▶ [What you have to do]: Gather every line in the rows below that contains the word "bicycle" and copy each one out.

━━━━━━━━

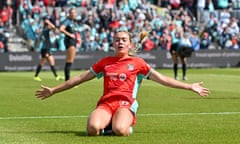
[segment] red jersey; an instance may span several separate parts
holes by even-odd
[[[138,57],[106,57],[90,70],[96,77],[104,77],[103,96],[99,102],[126,100],[133,103],[143,78],[151,74],[151,67]]]

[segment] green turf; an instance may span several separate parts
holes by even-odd
[[[172,70],[159,70],[172,76]],[[62,73],[62,72],[59,72]],[[81,71],[73,71],[77,75]],[[86,121],[102,93],[102,80],[41,101],[34,91],[54,86],[34,72],[0,72],[0,144],[237,144],[240,142],[240,69],[189,69],[188,83],[203,81],[211,94],[167,88],[144,80],[138,121],[130,137],[86,136]],[[180,77],[181,78],[181,77]],[[235,112],[235,113],[234,113]],[[65,116],[65,117],[64,117]]]

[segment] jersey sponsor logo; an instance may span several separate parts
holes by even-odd
[[[127,69],[128,69],[129,71],[133,71],[133,70],[134,70],[134,65],[133,65],[133,64],[128,64],[128,65],[127,65]]]
[[[120,81],[125,81],[127,79],[127,75],[125,73],[121,73],[119,75],[119,79],[120,79]]]
[[[111,73],[111,72],[106,73],[106,76],[109,76],[111,80],[117,80],[117,75],[118,75],[117,73]]]

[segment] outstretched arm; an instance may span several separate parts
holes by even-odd
[[[184,83],[181,81],[177,81],[171,77],[164,76],[155,70],[152,71],[152,74],[150,75],[149,78],[152,81],[155,81],[157,83],[160,83],[160,84],[168,86],[168,87],[191,90],[193,92],[198,93],[200,96],[208,96],[209,95],[209,89],[201,86],[203,84],[203,82],[187,84],[187,83]]]
[[[87,70],[87,71],[83,72],[81,75],[75,76],[75,77],[69,79],[68,81],[66,81],[65,83],[60,84],[56,87],[50,88],[50,87],[46,87],[46,86],[42,85],[41,89],[37,90],[35,92],[35,96],[37,98],[40,98],[43,100],[45,98],[48,98],[48,97],[54,95],[55,93],[65,91],[65,90],[70,89],[76,85],[79,85],[85,81],[89,81],[89,80],[93,79],[94,77],[95,77],[95,75],[93,75],[92,72],[90,72],[90,70]]]

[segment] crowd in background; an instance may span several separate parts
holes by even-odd
[[[71,7],[78,9],[76,21],[82,38],[78,51],[112,51],[114,31],[119,28],[128,30],[135,44],[140,32],[149,33],[140,50],[170,50],[172,43],[187,35],[197,51],[211,49],[211,45],[240,49],[239,21],[231,11],[240,8],[237,4],[238,0],[19,0],[17,10],[29,51],[41,48],[42,17],[48,16],[59,27]],[[0,48],[1,43],[7,47],[2,28],[11,23],[10,5],[11,1],[0,13]],[[65,51],[64,34],[58,30],[51,32],[51,42],[53,50]]]

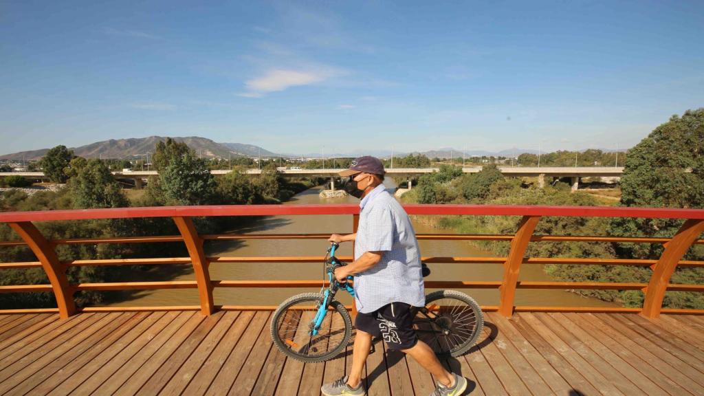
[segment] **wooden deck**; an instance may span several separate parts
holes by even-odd
[[[319,395],[348,369],[351,355],[287,359],[272,345],[270,316],[0,316],[0,395]],[[447,364],[472,381],[472,395],[704,395],[704,317],[490,313],[477,347]],[[434,386],[382,343],[366,381],[370,395],[425,396]]]

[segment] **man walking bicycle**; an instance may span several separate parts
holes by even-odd
[[[382,184],[385,173],[382,161],[372,156],[356,159],[339,173],[349,177],[345,191],[361,199],[357,233],[329,238],[337,243],[355,241],[354,261],[337,268],[335,278],[344,282],[354,276],[357,335],[349,375],[324,385],[321,391],[325,396],[364,395],[362,371],[372,338],[377,336],[437,378],[432,395],[461,395],[467,380],[446,370],[413,330],[411,308],[425,305],[420,254],[408,215]]]

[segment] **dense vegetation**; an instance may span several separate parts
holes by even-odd
[[[673,116],[629,151],[621,180],[621,206],[672,208],[704,206],[704,109]],[[463,174],[457,167],[442,166],[440,171],[422,176],[417,187],[403,195],[418,203],[472,203],[522,205],[589,205],[599,204],[582,192],[570,193],[558,183],[543,189],[504,178],[495,166],[479,173]],[[438,225],[460,233],[512,234],[519,218],[495,216],[451,216]],[[683,221],[602,218],[546,217],[536,229],[541,235],[672,237]],[[508,253],[507,242],[476,242],[497,254]],[[662,244],[605,242],[532,242],[532,256],[657,259]],[[704,246],[693,246],[686,259],[704,259]],[[575,282],[648,283],[652,271],[627,266],[551,265],[546,271],[558,280]],[[704,269],[679,268],[673,283],[704,283]],[[627,307],[640,307],[640,291],[577,290]],[[663,302],[674,308],[704,308],[701,293],[667,292]]]
[[[63,153],[63,149],[57,150]],[[31,197],[18,190],[0,194],[0,210],[37,211],[64,209],[116,208],[129,206],[234,204],[279,203],[296,192],[313,186],[307,180],[289,182],[279,175],[273,163],[260,176],[247,176],[239,171],[215,179],[207,171],[206,160],[198,159],[184,144],[167,141],[156,148],[155,163],[160,172],[149,182],[146,193],[130,202],[106,161],[73,156],[64,163],[63,180],[66,187],[58,192],[44,191]],[[62,158],[69,158],[62,154]],[[57,166],[58,168],[58,166]],[[246,219],[207,218],[194,220],[201,233],[218,233]],[[76,237],[177,235],[170,218],[52,221],[37,223],[37,228],[49,240]],[[0,225],[0,240],[18,237],[6,225]],[[59,245],[60,260],[165,257],[187,255],[182,243]],[[34,261],[36,258],[25,246],[0,247],[0,261]],[[70,267],[70,283],[124,281],[149,277],[153,268],[147,266],[117,267]],[[174,271],[184,271],[183,268]],[[3,270],[0,285],[48,283],[41,268]],[[138,279],[137,279],[138,280]],[[103,302],[109,294],[79,292],[75,295],[80,306]],[[0,295],[0,309],[55,307],[51,293],[7,293]]]

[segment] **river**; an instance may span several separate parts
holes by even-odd
[[[395,187],[393,180],[386,182]],[[318,196],[322,187],[309,189],[294,197],[284,204],[356,204],[359,200],[348,197],[322,199]],[[352,216],[281,216],[263,217],[255,222],[238,225],[233,221],[233,233],[348,233],[352,231]],[[417,234],[452,233],[452,230],[431,228],[413,221]],[[508,242],[507,242],[508,243]],[[420,241],[423,256],[492,256],[494,254],[472,246],[469,241]],[[206,241],[207,256],[317,256],[325,255],[328,247],[322,240],[250,240],[233,241]],[[340,256],[351,255],[350,244],[343,244]],[[503,268],[496,264],[429,264],[432,273],[427,279],[432,280],[501,280]],[[158,267],[158,266],[157,266]],[[159,268],[153,271],[158,271]],[[173,280],[194,280],[192,271],[182,267]],[[318,280],[322,278],[321,263],[269,263],[233,264],[213,263],[210,266],[210,278],[223,280]],[[524,265],[521,267],[521,280],[551,280],[543,271],[542,265]],[[296,288],[225,288],[216,287],[213,298],[216,305],[278,305],[286,298],[302,292],[315,292],[315,289]],[[429,290],[428,291],[430,291]],[[482,305],[498,305],[498,290],[467,289]],[[338,295],[345,303],[351,300],[346,293]],[[196,290],[140,290],[123,295],[123,298],[109,305],[113,307],[198,305]],[[556,307],[616,307],[613,303],[598,299],[584,297],[563,290],[518,290],[516,305]]]

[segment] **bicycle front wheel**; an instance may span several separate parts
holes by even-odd
[[[441,358],[466,353],[483,328],[484,314],[477,302],[455,290],[439,290],[425,296],[425,307],[413,318],[418,339]]]
[[[324,298],[318,293],[303,293],[277,308],[271,321],[271,337],[281,352],[312,363],[329,360],[344,349],[352,334],[352,320],[337,301],[328,307],[318,334],[313,335],[315,314]]]

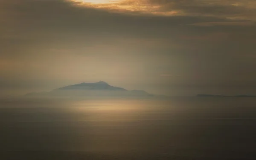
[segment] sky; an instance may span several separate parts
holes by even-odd
[[[0,0],[0,96],[256,94],[256,21],[254,0]]]

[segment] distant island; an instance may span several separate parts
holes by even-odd
[[[247,95],[240,95],[235,96],[225,96],[225,95],[218,95],[212,94],[199,94],[197,96],[198,97],[256,97],[256,96]]]
[[[26,94],[26,96],[30,97],[65,97],[165,96],[150,94],[143,90],[128,90],[123,88],[110,85],[103,81],[96,83],[79,83],[64,86],[49,92],[30,93]]]

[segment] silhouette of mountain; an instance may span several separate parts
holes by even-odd
[[[199,94],[197,96],[198,97],[256,97],[256,96],[240,95],[235,96],[215,95],[212,94]]]
[[[124,88],[113,87],[103,81],[96,83],[82,83],[64,87],[57,90],[127,90]]]
[[[49,92],[31,93],[27,96],[163,96],[148,93],[143,90],[128,90],[100,81],[96,83],[81,83],[64,86]]]

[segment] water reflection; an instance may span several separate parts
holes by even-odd
[[[224,160],[256,153],[254,99],[1,103],[6,156],[23,151],[11,154],[29,160],[33,151],[48,160],[40,152],[52,159]]]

━━━━━━━━

▶ [Reply]:
[segment] **man walking bicycle**; an instance may span several separate parts
[segment] **bicycle front wheel**; an instance may span several separate parts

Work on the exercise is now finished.